▸ **WORK REQUEST**
Reproduce the text of the court opinion on the Hisle farm partition, starting with "In 1989, Robert" and going on through "by the appellants.".
··· GIVEN PASSAGE
In October 1966, the trial court entered a judgment consistent with the report of the three commissioners by dividing the property into five tracts and assigning the interests as follows: Tract No. 1-property devised by Susie with a life estate to Robert and remainder fee simple title to Larry; Tract No. 2-property devised by Ed with a life estate to Robert and remainder fee simple title to Larry; Tract No. 3-property devised by Susie with a life estate to Owen and remainder fee simple title to Sue and Edwin; Tract No. 4-property devised by Susie with a life estate to Robert and remainder fee simple title to Sue and Edwin; and Tract No. 5-property devised by Ed with a life estate to Owen and remainder fee simple title to Sue and Edwin. The fee simple titles of Tracts No. 2 and 5, which were devised by Ed, were subject to being opened up if other grandchildren were born later. In October 1966, Robert and Owen filed a motion to set aside the judgment and enter a substituted judgment, which was granted. On October 18, 1966, the trial court entered a substituted judgment that divided and awarded the property in a manner similar to the original judgment but, among other things, referred explicitly to KRS 381.136.
In 1989, Robert and his wife, Anita, executed a deed devising three tracts of realty to LFUCG as a gift for the benefit of the public to use for recreational or open space purposes, and retaining a life estate in 23 acres. The property consisted of three of the tracts partitioned in 1966: Tracts Nos. 1 and 2, which had been devised by Susie and Ed, respectively, to Robert for life and the remainder to Larry in fee, and Tract No. 4, which had been devised by Susie to Robert for life and the remainder to Sue and Edwin in fee. Larry had died intestate in February 1980 without any children; therefore, his interest in Tracts Nos. 1 and 2 had vested in his parents, Robert and Anita, at his death by intestate succession. See KRS 391.010(2). Robert and his wife had acquired the interests of Sue and Edwin to Tract No. 4 through various purchases, which have not been challenged by the appellants.
Robert died in 1996, and Anita died in 2005. Shortly afterward, LFUCG proclaimed its interest in the Hisle farm property pursuant to the 1989 deed. In October 2005, Sue and Edwin filed a motion for Leave to File Third Party Complaint and a Third Party Complaint seeking to have the 1966 substituted judgment partitioning the Hisle property declared void and set aside. LFUCG moved to intervene to challenge the third party complaint. Sue and Edwin subsequently filed a CR 60.02 motion to void the original and substituted judgments, and the trial court granted LFUCG's motion to intervene to challenge the CR 60.02 motion.
······
··· DATASET EXCERPTS
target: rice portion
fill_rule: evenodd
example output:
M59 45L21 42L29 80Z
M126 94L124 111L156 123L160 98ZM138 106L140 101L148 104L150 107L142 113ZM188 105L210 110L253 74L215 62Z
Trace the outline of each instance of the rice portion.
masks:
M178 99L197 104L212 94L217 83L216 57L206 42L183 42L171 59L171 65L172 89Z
······
▸ **RESPONSE AREA**
In 1989, Robert and his wife, Anita, executed a deed devising three tracts of realty to LFUCG as a gift for the benefit of the public to use for recreational or open space purposes, and retaining a life estate in 23 acres. The property consisted of three of the tracts partitioned in 1966: Tracts Nos. 1 and 2, which had been devised by Susie and Ed, respectively, to Robert for life and the remainder to Larry in fee, and Tract No. 4, which had been devised by Susie to Robert for life and the remainder to Sue and Edwin in fee. Larry had died intestate in February 1980 without any children; therefore, his interest in Tracts Nos. 1 and 2 had vested in his parents, Robert and Anita, at his death by intestate succession. See KRS 391.010(2). Robert and his wife had acquired the interests of Sue and Edwin to Tract No. 4 through various purchases, which have not been challenged by the appellants.